_Quoted passage:_
○ ○ ○ ○

Trying to fix a broken 401(k) system

Representative George Miller is waging a lonely war against powerful enemies. He's trying to reform the 401(k) system, a system that most on Wall Street don't want reformed.
The key to Miller's plan is to force 401(k) providers to disclose their fees in plain English. If you don't think this is important, consider that those fees can eat up 75% of your potential retirement savings.

If you look at the system, basically what you have is working families making the conscious decision every month to try to save some money for retirement. Then along comes people managing those funds for them and they start dipping into those funds for fees that are really not in the best interest of those savers. So, you have elite financial managers getting rich off the back of middle-class working people. The last thing they really want is transparency.

"The 401(k) system today in the United States has been an acknowledged failure."
- Alicia Munnell, director of the Center for Retirement Research at Boston College's Carroll School of Management.

○ ○ ○ ○

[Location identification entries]

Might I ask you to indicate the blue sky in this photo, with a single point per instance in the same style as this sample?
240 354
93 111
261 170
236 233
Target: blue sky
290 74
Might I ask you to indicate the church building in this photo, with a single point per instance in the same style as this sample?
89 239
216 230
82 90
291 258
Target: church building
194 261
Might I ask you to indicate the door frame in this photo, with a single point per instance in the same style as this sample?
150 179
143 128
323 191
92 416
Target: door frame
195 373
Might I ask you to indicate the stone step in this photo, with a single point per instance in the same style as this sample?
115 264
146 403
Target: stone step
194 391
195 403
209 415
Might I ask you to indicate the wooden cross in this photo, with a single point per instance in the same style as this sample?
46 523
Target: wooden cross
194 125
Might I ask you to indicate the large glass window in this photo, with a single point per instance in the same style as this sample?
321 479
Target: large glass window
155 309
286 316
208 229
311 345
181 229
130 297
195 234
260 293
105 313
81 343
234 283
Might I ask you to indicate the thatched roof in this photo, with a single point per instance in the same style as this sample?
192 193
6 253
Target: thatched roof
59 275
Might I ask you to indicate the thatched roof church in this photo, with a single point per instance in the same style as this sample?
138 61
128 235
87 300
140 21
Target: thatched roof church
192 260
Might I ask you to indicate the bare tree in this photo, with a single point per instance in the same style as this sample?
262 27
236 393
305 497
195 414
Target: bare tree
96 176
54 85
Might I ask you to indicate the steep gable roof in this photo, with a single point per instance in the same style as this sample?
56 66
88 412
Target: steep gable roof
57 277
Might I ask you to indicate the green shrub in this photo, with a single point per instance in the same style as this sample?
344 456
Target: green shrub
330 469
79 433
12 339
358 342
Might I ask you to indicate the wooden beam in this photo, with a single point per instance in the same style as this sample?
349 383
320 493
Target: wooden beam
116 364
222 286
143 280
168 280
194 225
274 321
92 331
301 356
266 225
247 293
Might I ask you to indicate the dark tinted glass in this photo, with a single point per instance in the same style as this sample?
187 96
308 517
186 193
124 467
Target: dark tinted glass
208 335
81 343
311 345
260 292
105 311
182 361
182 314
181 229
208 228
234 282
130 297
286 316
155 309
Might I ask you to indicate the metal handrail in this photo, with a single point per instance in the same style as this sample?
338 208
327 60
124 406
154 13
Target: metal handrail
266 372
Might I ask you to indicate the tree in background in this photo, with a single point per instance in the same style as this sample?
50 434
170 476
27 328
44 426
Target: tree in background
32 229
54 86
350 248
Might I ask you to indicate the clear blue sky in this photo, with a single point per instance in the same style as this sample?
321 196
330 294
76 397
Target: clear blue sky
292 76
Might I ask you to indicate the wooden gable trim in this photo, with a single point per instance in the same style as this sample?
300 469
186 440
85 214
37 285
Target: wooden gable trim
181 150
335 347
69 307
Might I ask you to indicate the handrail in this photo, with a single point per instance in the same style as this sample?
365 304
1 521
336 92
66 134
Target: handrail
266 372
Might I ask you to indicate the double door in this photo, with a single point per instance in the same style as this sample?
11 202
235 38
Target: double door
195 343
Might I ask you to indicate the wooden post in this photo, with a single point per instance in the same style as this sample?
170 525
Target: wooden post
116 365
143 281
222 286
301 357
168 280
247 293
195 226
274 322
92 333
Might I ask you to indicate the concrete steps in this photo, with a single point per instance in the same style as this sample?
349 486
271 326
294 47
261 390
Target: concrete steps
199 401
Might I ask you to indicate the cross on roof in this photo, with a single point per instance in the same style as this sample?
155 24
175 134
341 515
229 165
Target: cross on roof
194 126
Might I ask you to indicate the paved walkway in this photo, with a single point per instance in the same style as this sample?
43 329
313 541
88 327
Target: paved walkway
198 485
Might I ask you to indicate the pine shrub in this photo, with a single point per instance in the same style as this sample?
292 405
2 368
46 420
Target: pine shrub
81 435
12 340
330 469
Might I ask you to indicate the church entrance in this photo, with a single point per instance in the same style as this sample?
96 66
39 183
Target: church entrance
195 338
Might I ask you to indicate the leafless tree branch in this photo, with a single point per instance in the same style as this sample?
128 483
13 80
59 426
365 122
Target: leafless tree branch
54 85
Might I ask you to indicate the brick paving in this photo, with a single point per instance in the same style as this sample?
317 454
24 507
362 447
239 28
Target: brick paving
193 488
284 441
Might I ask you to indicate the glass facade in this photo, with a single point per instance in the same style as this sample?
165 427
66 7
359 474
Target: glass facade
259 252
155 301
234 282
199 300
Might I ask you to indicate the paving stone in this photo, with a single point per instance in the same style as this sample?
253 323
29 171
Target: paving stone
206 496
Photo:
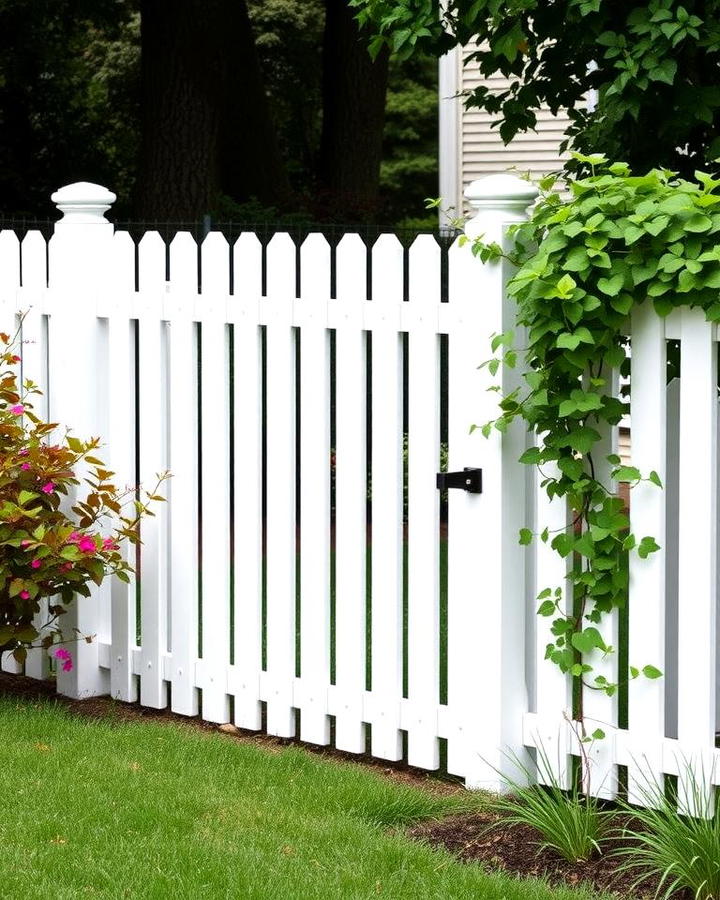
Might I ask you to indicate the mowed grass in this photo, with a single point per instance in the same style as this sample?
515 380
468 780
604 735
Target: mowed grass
103 808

○ ○ ○ ○

_Goal of the exercise:_ Continue the 401(k) reform article above, starting right after its last line.

_Reply to the exercise:_
All these fees are a mystery to an overwhelming majority of Americans.

According to a poll sponsored by AARP, 83% of workers don't know how much they pay in such fees -- and most do not realize they pay any fees at all.
To assess the toll of such fees, consider the case of a 30-year-old worker with $25,000 in a 401(k) plan. If that account earns 7% and incurs fees of 0.5% a year, without another contribution, the total payout to that worker at age 65 would be $227,000. However, if that same account incurs fees of 1.5% a year, the extra 1% would shave off $64,000, or 28%, of the payout, which would be reduced to $163,000.

Of course fees of only 1.5% is an optimistic scenario. Of the nearly $3 Trillion in 401k funds in 2007, there were $89 Billion in fees. That comes out to about 3%, not 1.5%.

Here's a list of the most common fees:
a) Management fees
b) Administrative fees
c) Distribution fees (the top three usually averaging about 1% a year)
d) Sales loads (often averaging 1.4% a year)
e) Trading costs (averaging .5-1% in an actively managed fund)
f) Excess capital gains taxes when a portfolio is turned over

The U.S. Department of Labor lists seventeen distinct 401(k) fees, including ones for record keeping, legal services and toll-free telephone numbers. Many of them are not listed in the fine print.

John Bogle, founder of the Vanguard Group Inc., one of the largest mutual fund companies, said investors pay $600 billion a year in fees, an amount he called "staggering and unnecessary".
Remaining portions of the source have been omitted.